▸ **Questions**:
a. Translate this sentence from the passage on whey protein into Spanish: "Whey protein is derived from dairy and is a by-product of the cheese making process."
b. According to the passage on whey protein, what concentration of pure protein does the concentration process produce?

Whey protein is by far the most popular sports supplement in history and for good reason. It is the most bioavailable protein for humans we can get, it is actually 20% more usable than diet staples chicken or beef. This means that its amino acid profile is perfect for rebuilding muscles and other body processes. Whey protein is derived from dairy and is a by-product of the cheese making process. When raw however, whey is loaded with milk fat and lactose, which most of us don’t want in our healthy diets. Whey protein supplements as we know them have been processed and filtered to remove most of this fat and lactose. This process can happen in a number of different ways and to varying degrees. One of these is to concentrate the whey, the other is to isolate the whey from the dairy source. So what is the big difference between isolated whey and concentrated whey?
The cliffs notes version of the difference between concentrate and isolate is that isolate is more pure. The best analogy to describe the difference between the two is to compare them to water. You could look at whey protein concentrate as spring water; as it is filtered to remove impurities and most of the bad stuff in water from the ground, but still contains many of the minerals and some of the impurities of natural water. Whey protein isolate on the other hand, is like distilled water. Distillation of water is a process of evaporating water to complete isolate the water molecule from everything else that was in the water, effectively leaving it free from anything but a two hydrogen and one oxygen atom. In terms of whey protein, the minerals and impurities are the fats and lactose.
The whey concentration process filters the whey down, removing the lion’s share of the fats and lactose, but not all of it. Further, the quality of the concentration process can vary quite a bit. Ultimately, concentrating protein results in a 70-85% concentration of pure protein. So in a 50 gram serving of whey concentrate, up to 35-42 grams of pure protein can be achieved, with the rest being lactose, fats, and other substrates of milk such as alpha lactoglobulins and lactoferrins, along with calcium, potassium and sodium.

▸ **Listed records**:
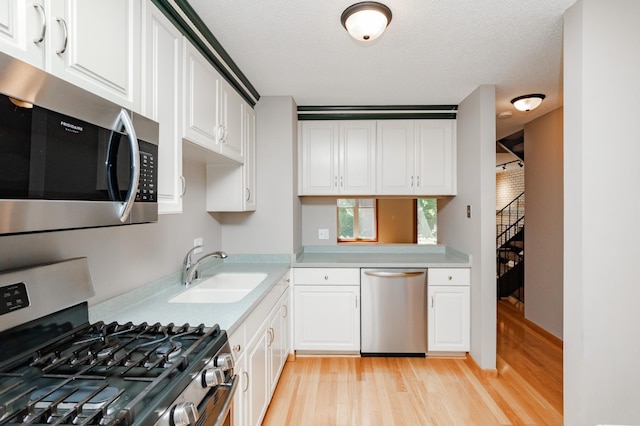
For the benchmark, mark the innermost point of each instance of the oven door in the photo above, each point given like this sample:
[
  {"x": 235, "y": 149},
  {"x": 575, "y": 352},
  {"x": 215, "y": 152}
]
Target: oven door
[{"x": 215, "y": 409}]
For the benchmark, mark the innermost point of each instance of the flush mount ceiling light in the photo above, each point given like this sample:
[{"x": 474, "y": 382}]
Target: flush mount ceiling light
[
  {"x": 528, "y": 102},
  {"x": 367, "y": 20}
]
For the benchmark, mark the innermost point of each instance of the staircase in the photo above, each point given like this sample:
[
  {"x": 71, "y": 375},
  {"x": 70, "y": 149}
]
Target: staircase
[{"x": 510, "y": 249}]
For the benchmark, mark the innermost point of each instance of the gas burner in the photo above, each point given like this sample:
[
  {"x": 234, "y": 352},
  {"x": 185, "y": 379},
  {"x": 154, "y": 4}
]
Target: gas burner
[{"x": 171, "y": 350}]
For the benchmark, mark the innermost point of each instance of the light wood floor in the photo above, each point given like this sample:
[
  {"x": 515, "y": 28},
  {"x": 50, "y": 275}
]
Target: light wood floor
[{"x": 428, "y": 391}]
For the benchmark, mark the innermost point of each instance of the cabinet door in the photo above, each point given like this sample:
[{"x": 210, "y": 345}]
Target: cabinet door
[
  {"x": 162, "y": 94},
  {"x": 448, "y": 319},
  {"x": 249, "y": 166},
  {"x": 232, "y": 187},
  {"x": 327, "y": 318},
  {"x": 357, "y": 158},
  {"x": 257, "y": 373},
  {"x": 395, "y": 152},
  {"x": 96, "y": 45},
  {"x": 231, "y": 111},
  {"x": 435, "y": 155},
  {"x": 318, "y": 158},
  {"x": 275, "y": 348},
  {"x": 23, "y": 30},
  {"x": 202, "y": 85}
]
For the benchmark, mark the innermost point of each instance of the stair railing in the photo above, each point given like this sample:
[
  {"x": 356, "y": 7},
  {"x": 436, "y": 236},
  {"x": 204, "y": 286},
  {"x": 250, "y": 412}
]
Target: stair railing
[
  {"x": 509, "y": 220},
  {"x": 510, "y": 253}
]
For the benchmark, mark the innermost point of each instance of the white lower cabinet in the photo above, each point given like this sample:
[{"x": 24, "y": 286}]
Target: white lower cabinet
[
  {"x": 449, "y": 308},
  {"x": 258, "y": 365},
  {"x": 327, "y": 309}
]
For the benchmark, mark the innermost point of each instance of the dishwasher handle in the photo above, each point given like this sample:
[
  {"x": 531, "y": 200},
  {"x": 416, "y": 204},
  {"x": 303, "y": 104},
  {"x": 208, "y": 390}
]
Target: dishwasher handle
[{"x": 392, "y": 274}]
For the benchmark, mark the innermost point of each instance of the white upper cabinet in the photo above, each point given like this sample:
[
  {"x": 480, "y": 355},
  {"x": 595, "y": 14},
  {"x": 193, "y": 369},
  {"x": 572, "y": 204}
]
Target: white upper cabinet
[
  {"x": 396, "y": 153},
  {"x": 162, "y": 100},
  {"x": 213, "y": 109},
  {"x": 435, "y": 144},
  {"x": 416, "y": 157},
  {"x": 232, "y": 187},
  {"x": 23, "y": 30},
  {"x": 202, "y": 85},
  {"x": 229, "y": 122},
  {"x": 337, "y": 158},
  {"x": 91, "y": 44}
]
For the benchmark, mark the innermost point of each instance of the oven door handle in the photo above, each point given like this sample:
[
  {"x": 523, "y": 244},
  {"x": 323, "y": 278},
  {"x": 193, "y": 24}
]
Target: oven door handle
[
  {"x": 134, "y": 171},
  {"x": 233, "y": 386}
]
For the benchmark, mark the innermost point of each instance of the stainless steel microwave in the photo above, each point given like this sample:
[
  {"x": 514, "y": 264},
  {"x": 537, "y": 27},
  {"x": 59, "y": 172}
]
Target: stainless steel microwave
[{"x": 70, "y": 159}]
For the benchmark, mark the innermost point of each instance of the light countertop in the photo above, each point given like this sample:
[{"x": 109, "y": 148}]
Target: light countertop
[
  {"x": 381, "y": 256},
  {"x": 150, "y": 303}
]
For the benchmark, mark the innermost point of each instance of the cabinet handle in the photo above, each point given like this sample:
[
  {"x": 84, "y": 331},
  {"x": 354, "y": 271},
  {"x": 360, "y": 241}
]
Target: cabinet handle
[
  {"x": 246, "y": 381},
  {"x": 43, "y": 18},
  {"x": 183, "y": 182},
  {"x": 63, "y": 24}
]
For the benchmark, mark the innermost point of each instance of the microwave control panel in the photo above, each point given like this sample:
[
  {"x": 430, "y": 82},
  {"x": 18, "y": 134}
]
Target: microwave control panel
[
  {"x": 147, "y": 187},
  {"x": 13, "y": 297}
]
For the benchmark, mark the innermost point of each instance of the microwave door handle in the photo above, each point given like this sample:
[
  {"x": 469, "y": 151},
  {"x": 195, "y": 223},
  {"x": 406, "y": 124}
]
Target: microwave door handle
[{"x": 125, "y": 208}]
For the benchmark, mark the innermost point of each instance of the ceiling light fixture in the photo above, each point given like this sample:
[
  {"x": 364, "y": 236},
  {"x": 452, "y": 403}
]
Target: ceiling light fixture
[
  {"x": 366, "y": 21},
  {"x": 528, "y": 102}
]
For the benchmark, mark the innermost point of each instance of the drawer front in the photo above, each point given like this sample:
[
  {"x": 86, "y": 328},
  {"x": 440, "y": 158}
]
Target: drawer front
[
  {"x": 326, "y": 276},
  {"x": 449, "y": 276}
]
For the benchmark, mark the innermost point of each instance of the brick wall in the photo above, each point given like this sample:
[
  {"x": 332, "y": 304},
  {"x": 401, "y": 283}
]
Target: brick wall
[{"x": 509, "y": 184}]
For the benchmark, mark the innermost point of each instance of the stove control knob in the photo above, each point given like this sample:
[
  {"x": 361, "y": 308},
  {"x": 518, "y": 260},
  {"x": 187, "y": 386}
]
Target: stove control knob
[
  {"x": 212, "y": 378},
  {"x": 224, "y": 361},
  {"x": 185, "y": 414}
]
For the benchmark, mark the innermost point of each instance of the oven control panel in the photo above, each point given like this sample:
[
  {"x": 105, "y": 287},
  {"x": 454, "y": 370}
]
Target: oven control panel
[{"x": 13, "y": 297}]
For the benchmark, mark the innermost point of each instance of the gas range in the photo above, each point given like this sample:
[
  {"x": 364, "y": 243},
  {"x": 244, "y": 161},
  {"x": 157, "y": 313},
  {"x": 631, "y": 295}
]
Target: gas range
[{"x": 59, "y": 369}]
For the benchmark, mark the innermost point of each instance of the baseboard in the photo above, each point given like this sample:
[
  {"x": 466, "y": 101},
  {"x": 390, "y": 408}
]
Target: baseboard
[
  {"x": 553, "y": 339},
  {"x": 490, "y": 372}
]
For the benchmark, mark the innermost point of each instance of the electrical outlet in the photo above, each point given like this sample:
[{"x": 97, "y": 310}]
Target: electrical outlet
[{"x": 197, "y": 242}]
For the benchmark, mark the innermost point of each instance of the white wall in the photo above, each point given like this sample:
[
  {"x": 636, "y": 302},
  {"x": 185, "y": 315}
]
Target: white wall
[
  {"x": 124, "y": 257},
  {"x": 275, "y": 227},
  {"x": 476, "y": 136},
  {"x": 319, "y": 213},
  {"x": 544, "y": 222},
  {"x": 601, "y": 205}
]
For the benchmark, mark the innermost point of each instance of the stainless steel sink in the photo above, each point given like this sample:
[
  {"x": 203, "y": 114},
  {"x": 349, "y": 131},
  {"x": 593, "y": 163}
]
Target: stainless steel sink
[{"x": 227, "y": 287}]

---

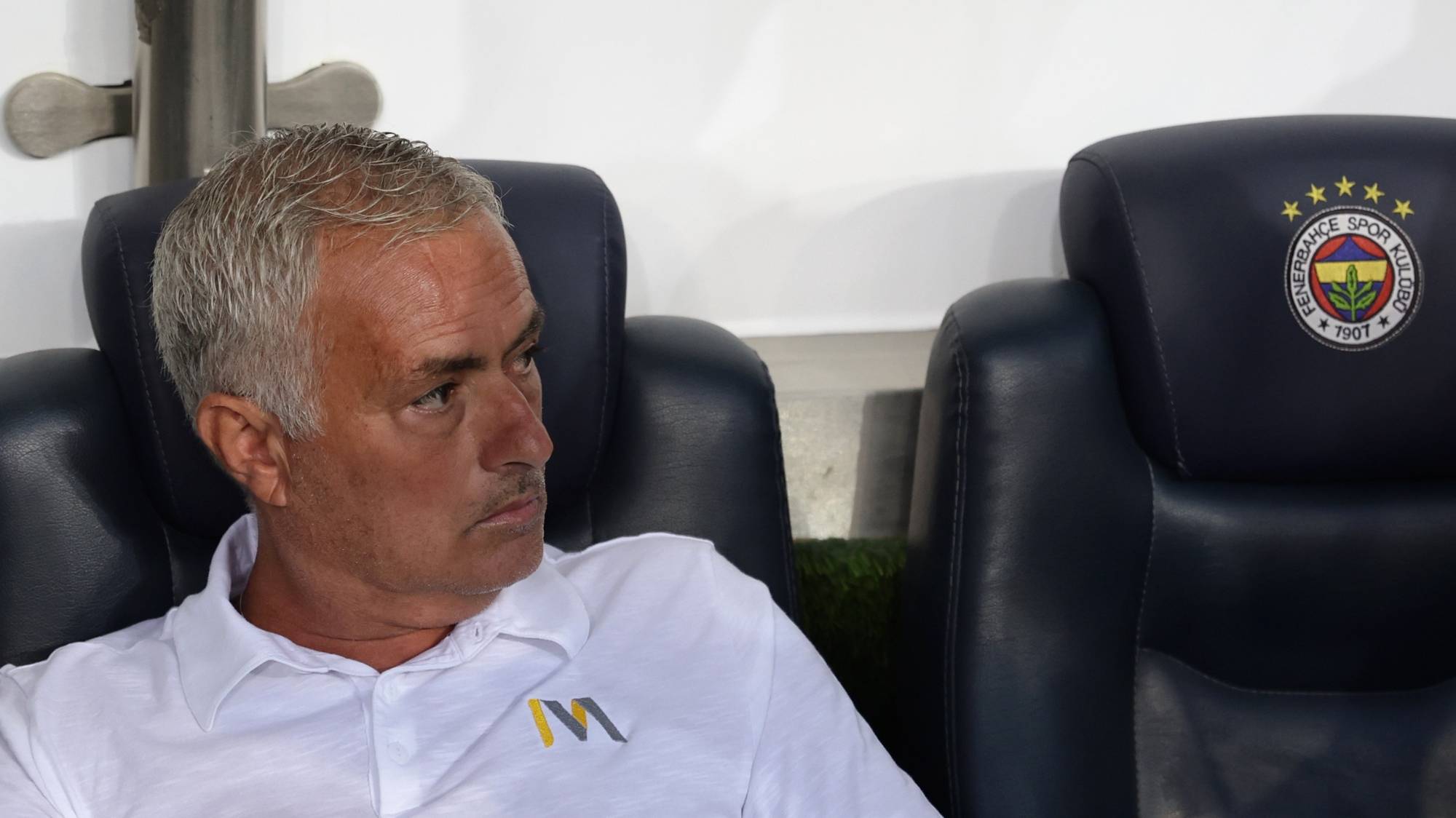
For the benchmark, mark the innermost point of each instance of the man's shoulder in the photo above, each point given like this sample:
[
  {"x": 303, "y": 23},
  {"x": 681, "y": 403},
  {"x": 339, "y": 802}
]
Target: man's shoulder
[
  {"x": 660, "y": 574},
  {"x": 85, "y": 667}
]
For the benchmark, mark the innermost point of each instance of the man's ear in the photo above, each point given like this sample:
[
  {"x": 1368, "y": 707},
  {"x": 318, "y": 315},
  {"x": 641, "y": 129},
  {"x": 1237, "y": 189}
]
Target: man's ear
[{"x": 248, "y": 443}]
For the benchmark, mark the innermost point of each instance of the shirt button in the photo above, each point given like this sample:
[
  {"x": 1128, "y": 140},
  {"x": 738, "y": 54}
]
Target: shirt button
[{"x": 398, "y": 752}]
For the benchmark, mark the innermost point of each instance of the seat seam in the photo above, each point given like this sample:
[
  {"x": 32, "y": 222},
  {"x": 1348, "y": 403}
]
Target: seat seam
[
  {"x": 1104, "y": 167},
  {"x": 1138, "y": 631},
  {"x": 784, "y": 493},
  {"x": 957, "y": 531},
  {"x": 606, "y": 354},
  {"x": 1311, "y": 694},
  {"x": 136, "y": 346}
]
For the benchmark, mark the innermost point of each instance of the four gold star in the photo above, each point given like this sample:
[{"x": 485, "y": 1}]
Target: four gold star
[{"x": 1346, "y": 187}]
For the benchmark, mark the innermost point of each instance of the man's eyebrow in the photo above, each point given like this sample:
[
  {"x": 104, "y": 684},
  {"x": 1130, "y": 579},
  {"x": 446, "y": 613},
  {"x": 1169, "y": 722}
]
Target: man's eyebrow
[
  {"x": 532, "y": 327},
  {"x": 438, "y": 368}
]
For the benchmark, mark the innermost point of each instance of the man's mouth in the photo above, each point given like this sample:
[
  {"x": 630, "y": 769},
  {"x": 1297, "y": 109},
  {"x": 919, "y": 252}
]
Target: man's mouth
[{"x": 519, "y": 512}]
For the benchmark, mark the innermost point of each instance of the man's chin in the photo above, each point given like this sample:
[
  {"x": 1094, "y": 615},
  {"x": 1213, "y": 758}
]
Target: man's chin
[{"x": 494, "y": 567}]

▸ **Answers for the exercise**:
a. La proteína de suero se obtiene de los lácteos y es un subproducto del proceso de elaboración del queso.

b. A 70-85% concentration of pure protein.